▶ Task instructions
1. According to the abstract of the plant registration page below, what three things does tracing plant growth with point cloud data require? List them.
2. From the plant registration page below, copy the passage from "we propose in this paper a form" up to and including "evolving plant structure." word for word.

▶ Document passage
╭──

Spatio-temporal registration of plants non-rigid 3-D structures

1Technion - Israel Institute of Technology

Plant4D Our 4-D registration framework enables tracking and modeling plant and organ growing dynamics.

Abstract

Monitoring plants growth dynamics requires continuously tracing their evolution over time. When using point cloud data, such a process requires associating the individual organs among scans, spatially aligning them, and accounting for their evolution, decay, or split. It is common to address this challenge by abstracting the point cloud into its skeletal form and defining point correspondence by Euclidean measures. As the paper demonstrates, standard skeletonization approaches do not capture the actual plant topology, and Euclidean measures do not document its evolving form. To address this alignment challenge, we propose in this paper a registration model that traces high-degree deformations and accommodates the complex plant topology. We develop an embedded deformation graph-based solution and introduce manifold measures to trace the plant non-isometric development. We demonstrate how a path-seeking strategy and invariant features capture the plant topological form, and then use a probabilistic linear assignment solution to associate organs across scans. By minimizing deviations from rigidity, our registration form maintains elasticity, and by solving locally rigid transformations, regularized by structure-related constraints, we secure smoothness and optimality. We also demonstrate how data arrangement and linear path-finding models make our solution computationally efficient. Our model is applied on high quality laser triangulation data, commonly tested in 4-D plant registration studies, but is also verified on low resolution and noisy pointsets reconstructed from a limited number of images by multiview stereo (MVS). Results show high quality and accuracy when applied to plant species exhibiting complex geometric structures with improved performance compared to state-of-the-art methods.

Overview

Interpolate start reference image.

we propose in this paper a form attentive representation which resolves the skeletonization matters, provides a coherent plant representation, and improves the quality of the registration. For that, we propose an alignment pipeline that enforces local rigidity with global consistency of the evolving plant structure.


1. Embeded deformation Graph formulation



To generate a compact representation for the complex plant structure, we develop an instance-attentive EDG, which follows the plant semantic information. We begin by semantically segmenting the plant to its stem- and leaf-related instances.

╰──

Dataset excerpt:
╭──

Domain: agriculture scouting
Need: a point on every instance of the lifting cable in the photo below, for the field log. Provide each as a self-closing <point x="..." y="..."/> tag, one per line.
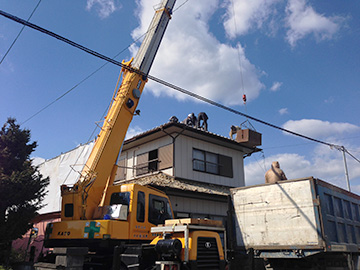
<point x="12" y="44"/>
<point x="170" y="85"/>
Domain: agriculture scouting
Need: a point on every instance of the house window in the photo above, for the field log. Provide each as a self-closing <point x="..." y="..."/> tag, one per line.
<point x="147" y="162"/>
<point x="208" y="162"/>
<point x="155" y="160"/>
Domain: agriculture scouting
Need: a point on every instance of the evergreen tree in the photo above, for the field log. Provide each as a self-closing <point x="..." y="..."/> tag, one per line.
<point x="22" y="187"/>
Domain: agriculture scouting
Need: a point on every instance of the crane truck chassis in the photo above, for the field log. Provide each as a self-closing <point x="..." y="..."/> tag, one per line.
<point x="105" y="226"/>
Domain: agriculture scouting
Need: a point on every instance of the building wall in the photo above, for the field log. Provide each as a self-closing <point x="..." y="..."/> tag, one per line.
<point x="184" y="162"/>
<point x="129" y="158"/>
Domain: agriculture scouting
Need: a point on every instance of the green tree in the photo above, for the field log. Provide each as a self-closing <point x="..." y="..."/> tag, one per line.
<point x="22" y="187"/>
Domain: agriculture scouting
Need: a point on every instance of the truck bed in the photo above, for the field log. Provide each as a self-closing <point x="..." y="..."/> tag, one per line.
<point x="301" y="214"/>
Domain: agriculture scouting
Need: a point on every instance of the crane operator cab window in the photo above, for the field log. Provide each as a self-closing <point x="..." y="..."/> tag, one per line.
<point x="159" y="210"/>
<point x="118" y="208"/>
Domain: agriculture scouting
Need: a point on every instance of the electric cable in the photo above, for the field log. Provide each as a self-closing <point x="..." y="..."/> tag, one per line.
<point x="170" y="85"/>
<point x="12" y="44"/>
<point x="93" y="73"/>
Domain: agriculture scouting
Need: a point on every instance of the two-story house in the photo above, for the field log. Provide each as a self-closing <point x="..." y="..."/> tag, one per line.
<point x="196" y="168"/>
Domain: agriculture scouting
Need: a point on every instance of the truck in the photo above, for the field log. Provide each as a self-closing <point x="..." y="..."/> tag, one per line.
<point x="305" y="223"/>
<point x="302" y="223"/>
<point x="106" y="226"/>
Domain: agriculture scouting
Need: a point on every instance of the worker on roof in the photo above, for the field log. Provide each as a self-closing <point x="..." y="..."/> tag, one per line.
<point x="202" y="117"/>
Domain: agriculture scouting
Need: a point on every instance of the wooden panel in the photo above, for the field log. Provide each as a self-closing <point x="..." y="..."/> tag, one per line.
<point x="165" y="154"/>
<point x="276" y="215"/>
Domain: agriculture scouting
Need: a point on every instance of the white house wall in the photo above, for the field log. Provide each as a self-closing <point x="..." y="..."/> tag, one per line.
<point x="184" y="162"/>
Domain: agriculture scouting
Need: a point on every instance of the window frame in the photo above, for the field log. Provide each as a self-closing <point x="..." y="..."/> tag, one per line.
<point x="209" y="164"/>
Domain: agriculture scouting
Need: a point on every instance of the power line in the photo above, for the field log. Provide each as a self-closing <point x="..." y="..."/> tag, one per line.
<point x="12" y="44"/>
<point x="170" y="85"/>
<point x="93" y="73"/>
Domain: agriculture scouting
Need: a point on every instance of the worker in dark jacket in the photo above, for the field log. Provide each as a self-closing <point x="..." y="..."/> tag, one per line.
<point x="275" y="174"/>
<point x="202" y="117"/>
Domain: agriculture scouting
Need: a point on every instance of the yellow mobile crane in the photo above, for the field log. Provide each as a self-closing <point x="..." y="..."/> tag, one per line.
<point x="110" y="225"/>
<point x="94" y="213"/>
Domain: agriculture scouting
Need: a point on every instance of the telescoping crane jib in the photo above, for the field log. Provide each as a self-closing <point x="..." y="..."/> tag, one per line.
<point x="81" y="200"/>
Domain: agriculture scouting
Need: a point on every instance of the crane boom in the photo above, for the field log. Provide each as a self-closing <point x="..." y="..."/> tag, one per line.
<point x="82" y="199"/>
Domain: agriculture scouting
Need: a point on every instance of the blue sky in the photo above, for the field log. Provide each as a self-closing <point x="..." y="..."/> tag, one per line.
<point x="299" y="67"/>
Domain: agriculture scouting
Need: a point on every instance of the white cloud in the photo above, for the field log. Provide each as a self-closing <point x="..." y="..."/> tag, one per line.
<point x="36" y="161"/>
<point x="104" y="8"/>
<point x="248" y="15"/>
<point x="303" y="20"/>
<point x="276" y="86"/>
<point x="320" y="129"/>
<point x="283" y="111"/>
<point x="191" y="57"/>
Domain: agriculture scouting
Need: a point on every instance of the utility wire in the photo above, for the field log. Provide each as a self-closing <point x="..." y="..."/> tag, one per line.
<point x="170" y="85"/>
<point x="12" y="44"/>
<point x="91" y="74"/>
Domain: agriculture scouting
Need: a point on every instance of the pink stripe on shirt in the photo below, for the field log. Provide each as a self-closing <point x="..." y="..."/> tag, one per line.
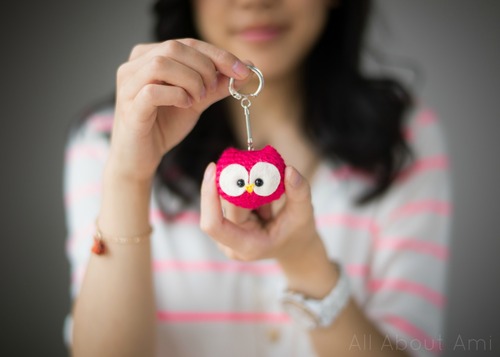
<point x="415" y="245"/>
<point x="409" y="287"/>
<point x="218" y="317"/>
<point x="442" y="208"/>
<point x="216" y="266"/>
<point x="348" y="220"/>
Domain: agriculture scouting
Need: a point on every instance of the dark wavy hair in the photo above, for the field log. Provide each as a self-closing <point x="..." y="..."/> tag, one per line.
<point x="350" y="118"/>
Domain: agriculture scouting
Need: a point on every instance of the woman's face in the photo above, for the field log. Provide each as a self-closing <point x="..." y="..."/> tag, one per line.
<point x="275" y="35"/>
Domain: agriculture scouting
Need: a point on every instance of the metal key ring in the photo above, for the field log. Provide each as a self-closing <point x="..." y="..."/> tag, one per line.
<point x="237" y="94"/>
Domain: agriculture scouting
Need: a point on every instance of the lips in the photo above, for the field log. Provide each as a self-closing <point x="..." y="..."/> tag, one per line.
<point x="260" y="33"/>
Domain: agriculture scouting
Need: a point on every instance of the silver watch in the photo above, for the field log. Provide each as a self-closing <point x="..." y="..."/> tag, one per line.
<point x="311" y="313"/>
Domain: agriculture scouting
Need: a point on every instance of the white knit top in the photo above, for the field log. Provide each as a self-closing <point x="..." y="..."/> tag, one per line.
<point x="394" y="249"/>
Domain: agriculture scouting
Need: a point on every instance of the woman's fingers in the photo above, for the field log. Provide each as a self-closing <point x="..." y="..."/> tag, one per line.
<point x="203" y="58"/>
<point x="164" y="70"/>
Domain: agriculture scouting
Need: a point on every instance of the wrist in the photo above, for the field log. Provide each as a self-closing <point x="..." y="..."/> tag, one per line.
<point x="310" y="272"/>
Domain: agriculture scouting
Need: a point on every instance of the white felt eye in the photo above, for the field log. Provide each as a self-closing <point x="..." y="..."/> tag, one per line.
<point x="232" y="180"/>
<point x="266" y="178"/>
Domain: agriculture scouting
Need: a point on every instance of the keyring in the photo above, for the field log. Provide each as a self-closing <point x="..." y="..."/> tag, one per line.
<point x="239" y="95"/>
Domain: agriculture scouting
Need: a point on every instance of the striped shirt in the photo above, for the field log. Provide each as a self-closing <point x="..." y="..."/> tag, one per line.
<point x="394" y="249"/>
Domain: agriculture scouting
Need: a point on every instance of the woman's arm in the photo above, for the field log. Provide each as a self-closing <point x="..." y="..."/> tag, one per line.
<point x="291" y="238"/>
<point x="114" y="315"/>
<point x="161" y="92"/>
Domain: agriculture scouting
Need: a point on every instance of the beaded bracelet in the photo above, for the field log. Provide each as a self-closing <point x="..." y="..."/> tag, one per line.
<point x="99" y="247"/>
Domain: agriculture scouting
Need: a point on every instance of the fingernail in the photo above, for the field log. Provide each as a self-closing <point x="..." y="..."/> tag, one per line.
<point x="294" y="178"/>
<point x="209" y="172"/>
<point x="213" y="85"/>
<point x="241" y="69"/>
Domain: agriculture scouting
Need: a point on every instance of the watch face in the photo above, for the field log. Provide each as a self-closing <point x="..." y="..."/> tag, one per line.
<point x="300" y="314"/>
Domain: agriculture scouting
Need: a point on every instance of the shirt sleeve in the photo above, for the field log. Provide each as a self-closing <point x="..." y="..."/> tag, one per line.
<point x="409" y="264"/>
<point x="85" y="156"/>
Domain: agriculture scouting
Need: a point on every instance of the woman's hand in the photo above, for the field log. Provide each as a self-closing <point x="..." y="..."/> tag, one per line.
<point x="161" y="92"/>
<point x="285" y="231"/>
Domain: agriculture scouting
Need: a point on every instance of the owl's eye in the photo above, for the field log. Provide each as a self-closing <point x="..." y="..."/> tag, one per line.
<point x="232" y="179"/>
<point x="266" y="177"/>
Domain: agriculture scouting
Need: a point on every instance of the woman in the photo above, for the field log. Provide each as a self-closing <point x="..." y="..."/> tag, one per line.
<point x="355" y="203"/>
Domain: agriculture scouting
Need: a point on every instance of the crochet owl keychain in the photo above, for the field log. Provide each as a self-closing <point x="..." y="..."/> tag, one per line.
<point x="250" y="178"/>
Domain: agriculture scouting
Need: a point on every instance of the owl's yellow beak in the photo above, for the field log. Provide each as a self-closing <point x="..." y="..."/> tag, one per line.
<point x="249" y="187"/>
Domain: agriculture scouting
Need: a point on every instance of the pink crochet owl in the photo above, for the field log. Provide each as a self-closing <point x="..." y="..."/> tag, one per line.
<point x="251" y="178"/>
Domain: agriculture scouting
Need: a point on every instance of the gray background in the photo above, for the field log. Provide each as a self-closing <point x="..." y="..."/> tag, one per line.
<point x="59" y="56"/>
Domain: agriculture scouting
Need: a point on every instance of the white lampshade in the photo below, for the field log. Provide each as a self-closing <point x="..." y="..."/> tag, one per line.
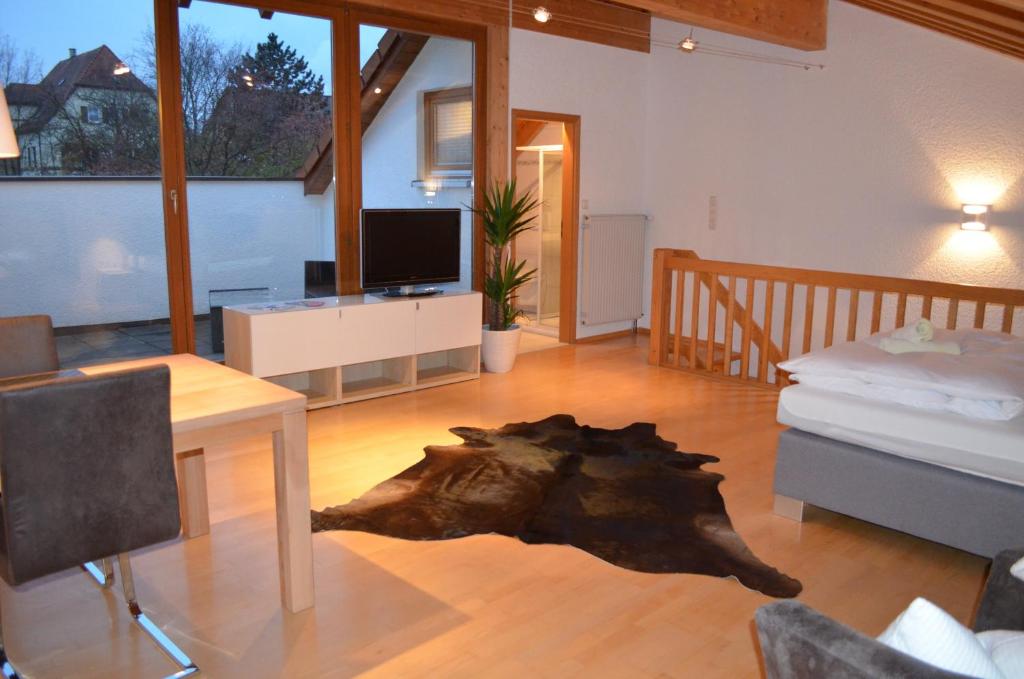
<point x="8" y="144"/>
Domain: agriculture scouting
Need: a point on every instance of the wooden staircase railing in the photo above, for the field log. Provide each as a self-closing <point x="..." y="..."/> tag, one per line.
<point x="707" y="316"/>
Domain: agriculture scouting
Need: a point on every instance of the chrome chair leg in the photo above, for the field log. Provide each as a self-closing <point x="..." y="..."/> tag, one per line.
<point x="6" y="669"/>
<point x="176" y="654"/>
<point x="103" y="574"/>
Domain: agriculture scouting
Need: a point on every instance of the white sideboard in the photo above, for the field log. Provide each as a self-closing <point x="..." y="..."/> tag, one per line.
<point x="340" y="349"/>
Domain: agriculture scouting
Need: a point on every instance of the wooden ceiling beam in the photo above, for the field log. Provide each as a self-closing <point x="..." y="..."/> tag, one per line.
<point x="593" y="20"/>
<point x="997" y="26"/>
<point x="800" y="24"/>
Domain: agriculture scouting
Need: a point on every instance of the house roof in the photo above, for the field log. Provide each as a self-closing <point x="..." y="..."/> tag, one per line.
<point x="395" y="52"/>
<point x="93" y="69"/>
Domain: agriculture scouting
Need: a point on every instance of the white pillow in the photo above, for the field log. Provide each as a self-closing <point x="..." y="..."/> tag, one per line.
<point x="1007" y="649"/>
<point x="933" y="636"/>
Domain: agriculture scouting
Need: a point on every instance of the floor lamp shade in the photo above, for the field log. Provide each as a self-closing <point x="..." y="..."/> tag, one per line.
<point x="8" y="144"/>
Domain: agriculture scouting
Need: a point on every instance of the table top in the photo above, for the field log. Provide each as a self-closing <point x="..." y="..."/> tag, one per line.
<point x="207" y="394"/>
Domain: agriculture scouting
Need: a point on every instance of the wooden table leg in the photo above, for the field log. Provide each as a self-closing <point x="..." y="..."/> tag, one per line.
<point x="291" y="480"/>
<point x="190" y="467"/>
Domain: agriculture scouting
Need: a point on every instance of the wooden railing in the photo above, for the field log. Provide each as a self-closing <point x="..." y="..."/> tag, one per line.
<point x="739" y="321"/>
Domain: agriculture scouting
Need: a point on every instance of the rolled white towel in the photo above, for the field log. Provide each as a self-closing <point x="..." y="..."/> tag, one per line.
<point x="895" y="345"/>
<point x="923" y="331"/>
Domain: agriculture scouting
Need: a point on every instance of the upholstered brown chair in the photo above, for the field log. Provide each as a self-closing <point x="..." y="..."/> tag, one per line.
<point x="86" y="474"/>
<point x="27" y="345"/>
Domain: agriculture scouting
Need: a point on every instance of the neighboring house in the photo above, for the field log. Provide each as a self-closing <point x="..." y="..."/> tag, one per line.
<point x="443" y="107"/>
<point x="80" y="97"/>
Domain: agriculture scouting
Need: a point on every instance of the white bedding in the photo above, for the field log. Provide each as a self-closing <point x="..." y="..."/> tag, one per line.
<point x="985" y="381"/>
<point x="990" y="449"/>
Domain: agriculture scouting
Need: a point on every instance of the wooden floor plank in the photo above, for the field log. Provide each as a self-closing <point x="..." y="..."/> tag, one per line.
<point x="482" y="606"/>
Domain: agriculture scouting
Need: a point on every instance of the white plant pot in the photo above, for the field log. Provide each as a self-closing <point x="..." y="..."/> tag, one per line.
<point x="500" y="348"/>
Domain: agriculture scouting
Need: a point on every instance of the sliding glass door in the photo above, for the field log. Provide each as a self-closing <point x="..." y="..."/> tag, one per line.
<point x="81" y="223"/>
<point x="141" y="206"/>
<point x="256" y="89"/>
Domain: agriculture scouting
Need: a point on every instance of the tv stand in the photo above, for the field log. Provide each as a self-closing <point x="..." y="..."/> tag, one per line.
<point x="359" y="346"/>
<point x="411" y="291"/>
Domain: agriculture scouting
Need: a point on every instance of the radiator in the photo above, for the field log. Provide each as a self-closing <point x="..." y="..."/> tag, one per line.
<point x="612" y="268"/>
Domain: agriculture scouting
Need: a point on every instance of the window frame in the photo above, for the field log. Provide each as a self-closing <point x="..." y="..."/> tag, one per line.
<point x="430" y="99"/>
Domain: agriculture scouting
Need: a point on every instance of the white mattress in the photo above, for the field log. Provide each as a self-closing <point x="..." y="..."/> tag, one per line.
<point x="983" y="448"/>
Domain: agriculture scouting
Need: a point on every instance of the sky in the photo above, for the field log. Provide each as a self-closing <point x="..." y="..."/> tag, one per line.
<point x="48" y="28"/>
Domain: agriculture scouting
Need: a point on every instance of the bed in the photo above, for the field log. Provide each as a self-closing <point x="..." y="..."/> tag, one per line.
<point x="927" y="443"/>
<point x="944" y="477"/>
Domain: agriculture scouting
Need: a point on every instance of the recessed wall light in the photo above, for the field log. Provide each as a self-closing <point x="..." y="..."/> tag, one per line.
<point x="974" y="217"/>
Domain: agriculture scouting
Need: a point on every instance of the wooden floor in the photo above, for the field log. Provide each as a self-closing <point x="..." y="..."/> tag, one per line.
<point x="482" y="606"/>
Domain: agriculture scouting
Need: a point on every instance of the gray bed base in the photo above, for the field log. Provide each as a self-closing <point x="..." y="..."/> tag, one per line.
<point x="978" y="515"/>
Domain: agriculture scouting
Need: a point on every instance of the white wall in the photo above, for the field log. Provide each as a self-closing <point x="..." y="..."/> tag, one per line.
<point x="92" y="251"/>
<point x="607" y="88"/>
<point x="860" y="167"/>
<point x="392" y="146"/>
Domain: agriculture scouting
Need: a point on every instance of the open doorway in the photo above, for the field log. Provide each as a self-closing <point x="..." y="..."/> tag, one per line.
<point x="546" y="162"/>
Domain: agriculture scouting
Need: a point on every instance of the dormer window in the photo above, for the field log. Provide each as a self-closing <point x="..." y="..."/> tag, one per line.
<point x="91" y="115"/>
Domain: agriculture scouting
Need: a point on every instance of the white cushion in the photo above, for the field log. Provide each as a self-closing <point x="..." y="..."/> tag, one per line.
<point x="933" y="636"/>
<point x="1007" y="649"/>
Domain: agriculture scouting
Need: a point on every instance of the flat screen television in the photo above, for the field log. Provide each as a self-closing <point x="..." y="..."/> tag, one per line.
<point x="404" y="248"/>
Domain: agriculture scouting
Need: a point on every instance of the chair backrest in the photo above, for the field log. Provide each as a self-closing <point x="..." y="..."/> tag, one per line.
<point x="798" y="642"/>
<point x="86" y="470"/>
<point x="27" y="345"/>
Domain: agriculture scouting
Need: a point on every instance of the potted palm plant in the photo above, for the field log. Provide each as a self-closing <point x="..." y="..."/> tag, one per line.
<point x="505" y="216"/>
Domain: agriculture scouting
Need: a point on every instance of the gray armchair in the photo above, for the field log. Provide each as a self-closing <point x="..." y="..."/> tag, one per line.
<point x="798" y="642"/>
<point x="27" y="345"/>
<point x="87" y="473"/>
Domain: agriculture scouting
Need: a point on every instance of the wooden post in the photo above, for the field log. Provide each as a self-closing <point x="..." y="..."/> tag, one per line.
<point x="660" y="294"/>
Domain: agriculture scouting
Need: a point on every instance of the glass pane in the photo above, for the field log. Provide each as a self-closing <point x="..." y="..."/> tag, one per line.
<point x="539" y="170"/>
<point x="260" y="175"/>
<point x="417" y="110"/>
<point x="81" y="229"/>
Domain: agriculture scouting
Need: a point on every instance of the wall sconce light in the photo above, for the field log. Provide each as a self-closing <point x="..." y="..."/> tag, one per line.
<point x="974" y="217"/>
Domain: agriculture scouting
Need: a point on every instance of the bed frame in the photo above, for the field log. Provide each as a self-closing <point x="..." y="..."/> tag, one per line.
<point x="976" y="514"/>
<point x="737" y="322"/>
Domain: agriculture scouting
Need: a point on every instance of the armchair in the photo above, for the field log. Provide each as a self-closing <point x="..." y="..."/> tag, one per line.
<point x="87" y="473"/>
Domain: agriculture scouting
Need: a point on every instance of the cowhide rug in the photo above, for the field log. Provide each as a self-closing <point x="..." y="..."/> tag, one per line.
<point x="626" y="496"/>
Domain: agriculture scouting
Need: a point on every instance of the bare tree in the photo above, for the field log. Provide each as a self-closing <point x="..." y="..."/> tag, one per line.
<point x="206" y="65"/>
<point x="18" y="66"/>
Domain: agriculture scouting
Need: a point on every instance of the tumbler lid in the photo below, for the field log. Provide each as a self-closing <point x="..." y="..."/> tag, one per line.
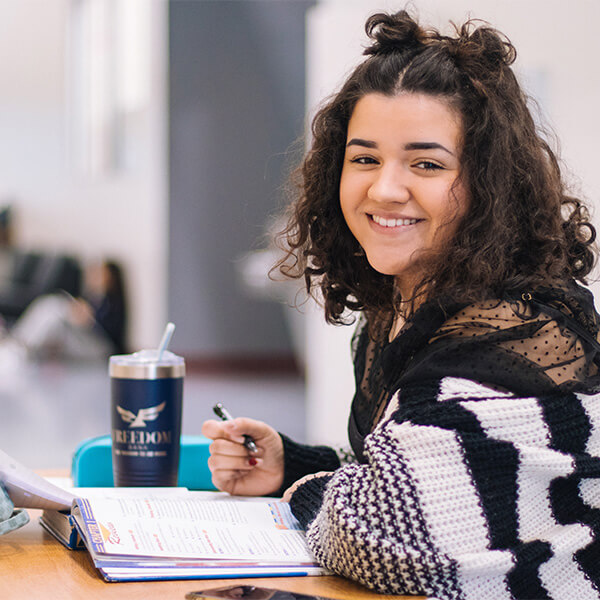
<point x="145" y="365"/>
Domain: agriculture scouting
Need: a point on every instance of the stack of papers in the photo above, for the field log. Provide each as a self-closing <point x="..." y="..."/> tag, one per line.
<point x="185" y="535"/>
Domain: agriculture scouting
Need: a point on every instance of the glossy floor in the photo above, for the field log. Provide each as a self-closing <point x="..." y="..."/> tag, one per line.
<point x="47" y="409"/>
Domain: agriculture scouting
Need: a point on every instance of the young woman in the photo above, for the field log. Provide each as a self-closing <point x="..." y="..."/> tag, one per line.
<point x="430" y="204"/>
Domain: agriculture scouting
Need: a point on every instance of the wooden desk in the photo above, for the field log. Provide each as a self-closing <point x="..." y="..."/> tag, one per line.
<point x="33" y="565"/>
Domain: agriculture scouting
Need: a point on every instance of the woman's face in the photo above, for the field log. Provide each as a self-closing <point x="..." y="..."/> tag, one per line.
<point x="396" y="188"/>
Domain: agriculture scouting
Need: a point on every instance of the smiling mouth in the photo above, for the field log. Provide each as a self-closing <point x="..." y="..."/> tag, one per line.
<point x="394" y="222"/>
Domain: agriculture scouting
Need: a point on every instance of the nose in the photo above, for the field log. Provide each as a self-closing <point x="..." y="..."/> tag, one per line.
<point x="390" y="184"/>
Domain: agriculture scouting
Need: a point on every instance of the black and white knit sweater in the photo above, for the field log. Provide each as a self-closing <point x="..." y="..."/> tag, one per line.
<point x="466" y="489"/>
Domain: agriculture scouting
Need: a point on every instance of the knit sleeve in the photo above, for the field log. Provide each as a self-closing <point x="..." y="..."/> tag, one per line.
<point x="454" y="500"/>
<point x="303" y="459"/>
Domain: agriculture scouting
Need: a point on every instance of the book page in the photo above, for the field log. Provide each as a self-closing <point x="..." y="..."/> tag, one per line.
<point x="192" y="528"/>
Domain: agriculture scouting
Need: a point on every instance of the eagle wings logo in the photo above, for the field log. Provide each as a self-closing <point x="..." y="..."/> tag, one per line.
<point x="144" y="414"/>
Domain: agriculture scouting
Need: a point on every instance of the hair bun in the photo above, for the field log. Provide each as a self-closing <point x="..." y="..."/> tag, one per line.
<point x="391" y="33"/>
<point x="482" y="44"/>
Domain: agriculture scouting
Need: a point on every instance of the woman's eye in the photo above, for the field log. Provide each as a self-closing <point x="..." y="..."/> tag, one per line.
<point x="363" y="160"/>
<point x="427" y="165"/>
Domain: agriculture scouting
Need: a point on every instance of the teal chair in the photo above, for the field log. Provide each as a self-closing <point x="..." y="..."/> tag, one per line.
<point x="92" y="463"/>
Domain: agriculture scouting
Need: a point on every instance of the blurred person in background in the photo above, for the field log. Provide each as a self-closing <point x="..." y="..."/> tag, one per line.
<point x="91" y="327"/>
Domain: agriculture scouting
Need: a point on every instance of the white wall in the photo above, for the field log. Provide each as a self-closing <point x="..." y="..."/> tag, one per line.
<point x="557" y="44"/>
<point x="120" y="215"/>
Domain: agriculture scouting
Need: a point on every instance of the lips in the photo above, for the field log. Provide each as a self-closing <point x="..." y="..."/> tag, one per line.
<point x="403" y="222"/>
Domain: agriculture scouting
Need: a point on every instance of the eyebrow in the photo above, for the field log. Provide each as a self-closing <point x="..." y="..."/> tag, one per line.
<point x="409" y="146"/>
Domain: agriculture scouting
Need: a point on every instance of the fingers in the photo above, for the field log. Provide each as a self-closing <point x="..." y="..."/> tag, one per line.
<point x="217" y="429"/>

╰──

▶ Task-by-task results
1.
- Associating the individual organs among scans
- Spatially aligning them
- Accounting for their evolution, decay, or split

2.
we propose in this paper a form attentive representation which resolves the skeletonization matters, provides a coherent plant representation, and improves the quality of the registration. For that, we propose an alignment pipeline that enforces local rigidity with global consistency of the evolving plant structure.